# start of Supplied passage

The Republican Party was new, and what is better than a war to give it power, money and solidify it in the political life
of a nation. Lincoln certainly figured it would be a short war but he found otherwise,
that a people fighting for independence will fight until there are oceans of blood covering their sacred soil, and until
their society is completely destroyed. The Northern manufacturing for armaments,
ammunition, guns and uniforms was unlimited while it was non-existent in the South. Seidule's Union soldiers were always
well-fed and had the latest weaponry but Confederates were always hungry, cold and often barefoot. There were 19 marine engine factories in the North. There were zero in the South. Northern society throughout the war barely noticed a difference in their day to day lives while Southerners suffered
at the hands of Seidule's barbaric animals in the South raping, pillaging, murdering. All of that did go on and has been
well-documented, as in every war. The great British historian, Antony Beevor, estimates that 2,000,000 German women were
raped by the Russian army at the end of World War II as it conquered Germany. Union soldiers raping black women is especially
documented in the Official Records. Gen. Lee often could not do things on the battlefield
because he did not have the resources. That was never a problem for the North. The
Federal ration of grain for their horses was ten pounds a day per horse. Lee wrote this to President Davis August 24, 1863: Nothing prevents my advancing now [against Mead] but the fear of killing our artillery horses. They are a much
reduced, and the hot weather and scarce forage keeps them so. The cavalry also suffer and I fear to set them at work. Some
days we get a pound of corn per horse and some days more; some none. Our limit is five per day per horse. You can judge of
our prospects. . . . Everything is being done by me that can be to recruit the horses. I have been obliged to diminish the
number of guns in the artillery, and fear I shall have to lose more.15
The South faced the same problem with railroads. Of the 30,000-plus miles that existed nationwide in 1861, 70%
was in the North. There were 21,300 miles of track in the North and Midwest with 45,000 miles of telegraph wire while in
the South there was only 9,022 miles with 5,000 miles of telegraph wire. The South had a much larger territory to cover with
much smaller resources.16 Ramsdell writes: For more than a year before the end came the railroads were in such a wretched condition that a complete breakdown
seemed always imminent. As the tracks wore out on the main lines they were replenished by despoiling the branch lines; but
while the expedient of feeding the weak roads to the more important afforded the latter some temporary sustenance, it seriously
weakened the armies, since it steadily reduced the area from which supplies could be drawn.17
So, again, Gen. Lee's "overwhelming resources" of the North is correct and Seidule is wrong. The Lost
Cause Myth is not a myth. It is simply the Southern view of what happened, and it is both accurate and truthful. On the other hand, the Righteous Cause Myth of the North is truly a myth --- no, not myth, LIE. Their "righteous
cause" was their money, power, and the lust to rule the country. Lysander Spooner,
who was an abolitionist in Massachusetts, agreed: On the part of the
North, the war was carried on, not to liberate the slaves, but by a government that had always perverted and violated the
Constitution, to keep the slaves in bondage; and was still willing to do so, if the slaveholders could be thereby induced
to stay in the Union. The principle, on which the war was waged by the North, was
simply this: That men may rightfully be compelled to submit to, and support, a government that they do not want; and that
resistance, on their part, makes them traitors and criminals.18
Gen.

# end of Supplied passage
# start of Entries provided

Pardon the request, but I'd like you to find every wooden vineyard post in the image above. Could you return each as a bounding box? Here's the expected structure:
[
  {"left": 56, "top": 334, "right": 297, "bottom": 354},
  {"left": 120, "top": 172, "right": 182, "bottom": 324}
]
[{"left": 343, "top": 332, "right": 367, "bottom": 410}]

# end of Entries provided

*Exercise aim*:
In the passage on Civil War resources, how much grain did the Federal ration allow each horse per day?

*Response*:
Ten pounds a day per horse.